(Point placement records)
★ ★ ★ ★ ★ ★ ★

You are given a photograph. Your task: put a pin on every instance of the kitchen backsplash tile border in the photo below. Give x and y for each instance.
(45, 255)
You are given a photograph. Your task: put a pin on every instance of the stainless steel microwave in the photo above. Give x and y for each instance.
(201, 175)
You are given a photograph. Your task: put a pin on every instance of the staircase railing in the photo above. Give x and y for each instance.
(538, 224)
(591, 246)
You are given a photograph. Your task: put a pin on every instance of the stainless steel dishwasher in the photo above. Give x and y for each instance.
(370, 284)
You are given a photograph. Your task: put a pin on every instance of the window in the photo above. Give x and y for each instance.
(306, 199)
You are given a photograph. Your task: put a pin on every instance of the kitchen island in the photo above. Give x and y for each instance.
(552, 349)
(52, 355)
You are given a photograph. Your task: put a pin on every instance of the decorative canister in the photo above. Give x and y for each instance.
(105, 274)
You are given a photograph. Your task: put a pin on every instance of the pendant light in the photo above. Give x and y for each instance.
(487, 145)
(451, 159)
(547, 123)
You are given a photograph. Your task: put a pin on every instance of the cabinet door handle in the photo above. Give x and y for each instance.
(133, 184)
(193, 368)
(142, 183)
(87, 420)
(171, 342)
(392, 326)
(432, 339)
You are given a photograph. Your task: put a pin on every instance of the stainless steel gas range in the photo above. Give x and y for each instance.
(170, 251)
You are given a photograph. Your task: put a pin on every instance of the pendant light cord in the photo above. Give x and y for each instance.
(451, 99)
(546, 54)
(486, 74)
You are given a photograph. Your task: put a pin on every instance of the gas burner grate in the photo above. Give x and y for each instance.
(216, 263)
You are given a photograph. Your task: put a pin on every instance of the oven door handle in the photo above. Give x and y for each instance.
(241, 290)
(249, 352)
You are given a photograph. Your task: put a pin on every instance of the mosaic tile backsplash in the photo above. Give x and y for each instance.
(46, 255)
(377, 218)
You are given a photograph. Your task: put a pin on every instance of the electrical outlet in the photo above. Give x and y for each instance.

★ ★ ★ ★ ★ ★ ★

= The problem =
Output the line containing "of the decorative" and all lines after it to the end of the records, exactly as given.

= Completed task =
You are given a photograph. Your task: put a pin on every instance of the decorative canister in the photo above. Give x and y for each instance.
(105, 274)
You are given a photograph. Your task: put a pin on every instance of the pendant light in the photo above. Give x and y for each instance.
(487, 145)
(451, 159)
(547, 123)
You are given a photograph. Your task: put a pin on every instance of the cabinet door handle in the photo above. Give x and y for each instance.
(133, 184)
(193, 368)
(142, 183)
(87, 420)
(171, 342)
(392, 326)
(432, 339)
You are given a photograph. Your task: put a pin on every instance of the stainless steel gas range in the photo above. Give x and y for each instance.
(170, 251)
You are given a photograph. Your task: put a pin on every instance of the pendant light cord in the photo above. Give x and y for each instance.
(451, 99)
(546, 54)
(486, 74)
You are given a photograph. Your task: put a pin on every instance of the gas burner grate in the photo above. Give x and y for each instance.
(216, 263)
You are given a photograph. Your task: put a pin on every instance of the oven door handle in the photo above. Give x and y for each instance.
(241, 290)
(249, 352)
You are given a photograph. Your task: put a pin on every instance of the mosaic tile backsplash in the photo above. Give x and y for each instance.
(46, 255)
(377, 218)
You are given a photograph. Your task: put a pin on every instance of the electrical outlet in the photo above. Give x and y for each instance.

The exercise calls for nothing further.